## ERFORDERLICHE SCHRITTE
[1] Mit welchem Alter gilt man laut dem Text über Wellness und Gesundheit heute als „alt“?
[2] Welche Lifetime-Sportarten werden im Text über Wellness und Gesundheit genannt? Führen Sie alle auf.
[3] Führen Sie den Text über Wellness und Gesundheit im Anschluss an seinen letzten Satz weiter.

## AUSZUG ZUM LESEN
==================================================
Und jeder ist jünger als andere: „Alt“ ist man heute mit 74 Jahren. Nur 17 Prozent derer über 50 Jahre jedenfalls fühlen sich so alt, wie sie sind; 72 Prozent meinen, sie sähen jünger aus – auf jeden Fall besser als ihre Altersgenossen, ergab eine Studie von Infratest dimap 2004.
Dafür will man auch etwas tun: Sport, Ernährung, Urlaub werden in den Dienst der Gesundheit gestellt; Gesundheit, Wellness, Selfness sind wichtige Werte in einer alternden Gesellschaft. Entsprechend sind die Lifetime-Sportarten jene, die man im Alter noch ausüben kann: Laufen, Radfahren, Schwimmen! In den USA ist bereits jedes 2. Fitnessstudio-Mitglied über 40 Jahre jung (GfK 2004, American Demographics 2003). Wellness, ursprünglich in der Arbeitsmedizin verwurzelt und zwischenzeitlich esoterisch angehaucht, entwickelt sich in den USA wieder zu einem seriösen Tätigkeitsfeld, berichtet Langwieser.
Healthstyle lost Lifestyle ab
Arbeitsunfähig ist ein Mitarbeiter heute im Schnitt acht Tage im Jahr, nicht einmal ein Drittel der krankheitsbedingten Auszeit vor zehn Jahren (25 Tage 1995).
Manche Arbeitgeber leisten dazu wiederum aktiv ihren Beitrag, etwa indem sie Work- Life-Balance-Dienstleister buchen. So offeriert ein Chemieunternehmen in Düsseldorf jedem (!) Mitarbeiter Wellness-Leistungen mit medizinischen Checks und Beratung am Wochenende.
Männer und Frauen definieren Wellness unterschiedlich: Männer suchen darin Entspannung und Wohlgefühl; Frauen wollen ihre Gesundheit und ihr Immunsystem stärken, ihre Lebenszeit verlängern, ermittelte das Rheingold Institut, Köln, Institut für qualitative Markt- und Medienanalysen, 2002. Das Resultat ist aus kaufmännischer Sicht dasselbe: Beide Geschlechter investieren mehr in ihre Gesundheit und die ihrer Familie. Der Boom beginnt. Und mit ihm die ihm immanenten Gefahren.
==================================================
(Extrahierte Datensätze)
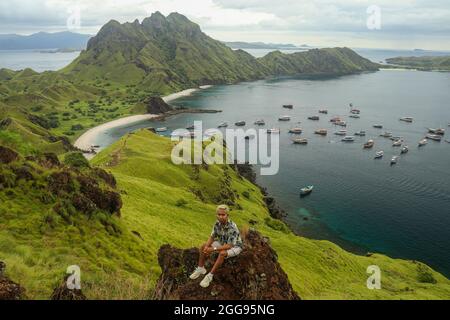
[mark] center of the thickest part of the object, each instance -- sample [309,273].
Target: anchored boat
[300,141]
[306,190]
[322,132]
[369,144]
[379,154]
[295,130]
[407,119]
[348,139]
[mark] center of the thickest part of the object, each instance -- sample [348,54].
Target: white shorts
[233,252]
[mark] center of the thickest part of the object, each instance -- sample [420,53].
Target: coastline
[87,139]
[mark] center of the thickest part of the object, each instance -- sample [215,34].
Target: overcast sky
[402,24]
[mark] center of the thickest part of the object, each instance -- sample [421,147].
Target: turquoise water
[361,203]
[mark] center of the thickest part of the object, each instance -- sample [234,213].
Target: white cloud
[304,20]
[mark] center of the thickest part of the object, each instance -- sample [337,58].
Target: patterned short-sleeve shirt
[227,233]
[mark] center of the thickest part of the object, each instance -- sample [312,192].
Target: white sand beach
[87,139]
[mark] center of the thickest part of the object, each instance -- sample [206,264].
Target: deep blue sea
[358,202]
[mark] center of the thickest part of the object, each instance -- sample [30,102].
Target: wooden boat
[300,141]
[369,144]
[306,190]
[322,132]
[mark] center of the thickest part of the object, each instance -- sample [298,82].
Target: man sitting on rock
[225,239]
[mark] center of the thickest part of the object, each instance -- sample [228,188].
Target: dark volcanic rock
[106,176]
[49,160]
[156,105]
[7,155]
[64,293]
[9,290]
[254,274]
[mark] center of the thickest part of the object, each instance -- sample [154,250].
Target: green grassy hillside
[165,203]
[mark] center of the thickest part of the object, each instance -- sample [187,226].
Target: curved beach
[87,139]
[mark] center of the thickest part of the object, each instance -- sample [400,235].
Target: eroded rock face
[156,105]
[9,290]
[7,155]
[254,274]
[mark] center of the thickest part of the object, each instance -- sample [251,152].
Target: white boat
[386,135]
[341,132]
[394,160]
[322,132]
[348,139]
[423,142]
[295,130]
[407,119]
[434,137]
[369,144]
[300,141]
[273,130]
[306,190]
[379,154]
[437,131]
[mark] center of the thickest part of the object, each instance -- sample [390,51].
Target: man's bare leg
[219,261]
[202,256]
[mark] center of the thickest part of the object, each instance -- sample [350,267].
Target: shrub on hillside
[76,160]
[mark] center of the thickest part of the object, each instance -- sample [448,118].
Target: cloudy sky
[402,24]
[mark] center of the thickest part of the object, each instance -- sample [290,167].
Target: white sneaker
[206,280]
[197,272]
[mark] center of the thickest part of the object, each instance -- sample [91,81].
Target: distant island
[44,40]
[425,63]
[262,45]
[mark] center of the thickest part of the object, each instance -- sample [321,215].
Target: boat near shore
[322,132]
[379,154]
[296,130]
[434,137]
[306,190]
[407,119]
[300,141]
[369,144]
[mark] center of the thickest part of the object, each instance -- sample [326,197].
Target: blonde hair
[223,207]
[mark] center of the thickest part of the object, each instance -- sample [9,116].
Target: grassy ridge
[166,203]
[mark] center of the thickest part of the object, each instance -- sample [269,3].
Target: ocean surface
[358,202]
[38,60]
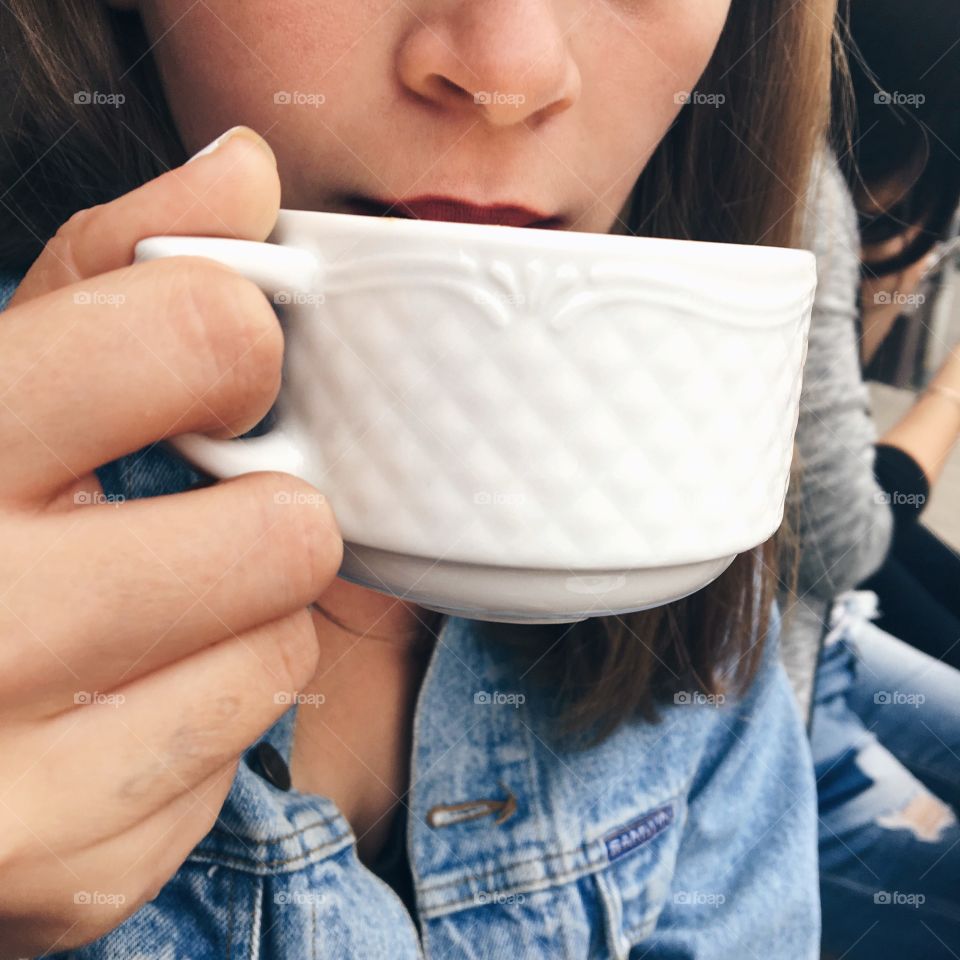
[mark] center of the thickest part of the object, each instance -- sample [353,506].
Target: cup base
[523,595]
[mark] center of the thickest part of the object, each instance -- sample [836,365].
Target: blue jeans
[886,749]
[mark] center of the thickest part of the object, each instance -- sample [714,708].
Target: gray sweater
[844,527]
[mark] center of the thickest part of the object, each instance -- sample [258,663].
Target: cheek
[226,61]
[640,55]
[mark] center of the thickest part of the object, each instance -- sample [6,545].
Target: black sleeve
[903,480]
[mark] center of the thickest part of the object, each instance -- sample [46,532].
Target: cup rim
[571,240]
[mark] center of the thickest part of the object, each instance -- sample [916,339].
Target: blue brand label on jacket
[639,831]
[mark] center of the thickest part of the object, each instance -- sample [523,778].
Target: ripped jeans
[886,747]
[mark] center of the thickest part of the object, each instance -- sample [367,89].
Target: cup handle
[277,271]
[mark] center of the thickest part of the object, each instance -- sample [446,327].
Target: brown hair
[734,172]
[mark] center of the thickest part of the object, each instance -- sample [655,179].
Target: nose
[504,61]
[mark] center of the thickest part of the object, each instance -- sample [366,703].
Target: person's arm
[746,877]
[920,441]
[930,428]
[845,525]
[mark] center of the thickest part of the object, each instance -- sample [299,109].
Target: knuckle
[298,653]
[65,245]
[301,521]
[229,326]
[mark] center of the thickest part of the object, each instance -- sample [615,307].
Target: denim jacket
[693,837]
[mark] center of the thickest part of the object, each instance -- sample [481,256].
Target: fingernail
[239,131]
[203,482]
==================================================
## ERGEBNISSE DER ÜBUNG
[1] Mit 74 Jahren.

[2] Laufen, Radfahren, Schwimmen

[3]
„Mutiert Wellness zu Wellnepp?“, fragt deshalb die Zukunftsforscherin Langwieser kritisch: „Auf jeden Fall verändert diese Entwicklung das Gesundheitssystem!“ Die Umsatzprognosen für dieses Jahr belaufen sich auf 47,7 Milliarden Euro, das wären elf Milliarden mehr als vor vier Jahren.
Ebenfalls kritisch sieht Langwieser, wie Geschäftstüchtige nach Kranken als Kunden fischen, etwa die „Minute clinics“ in den USA mit dem Motto: „You are sick, we are quick!“: Komme der Patient in diese „clinic“, „behandelten“ ihn Krankenschwester oder -pfleger, selten ein Arzt. Solch gefährliche Praktiken machen die Grenzen für Eigenverantwortlichkeit bei ernsthaften Krankheiten besonders deutlich. Die Allensbacher Meinungsforscher fanden letztes Jahr heraus: Ärzte, Krankenschwestern, Apotheker genießen das höchste Vertrauen in der Bevölkerung. Selbstverantwortung, Selbstverbesserung, auch Selbstmedikation werden an Bedeutung gewinnen.
Functional-Fashion sorgt für Furore
Und die Zukunft weist noch andere Wege aus: Das waschfest Vitamin- C-spendende T-Shirt verspreche ebenso erhöhtes Wohlbefinden zu vermitteln wie Ayurveda-Strümpfe. Ein Chroniker-orientierter Versuch sei die Erforschung von Heilkleidung zum Beispiel für Diabetiker, durch die Insulininjektionen sich mindern ließen. Oder das Life- Shirt, das die Herzfunktion überwacht. Die Firma Philips „bastelt“ an einem Badezimmerteppich, der Körperfunktionen misst – und im Spiegel könnte sich laut Zukunftsvision gleich der Hausarzt im Ernstfall dazuschalten … Health-Technik soll Freiheit schenken und die Leistungsfähigkeit steigern. Auch das schafft Arbeitsplätze.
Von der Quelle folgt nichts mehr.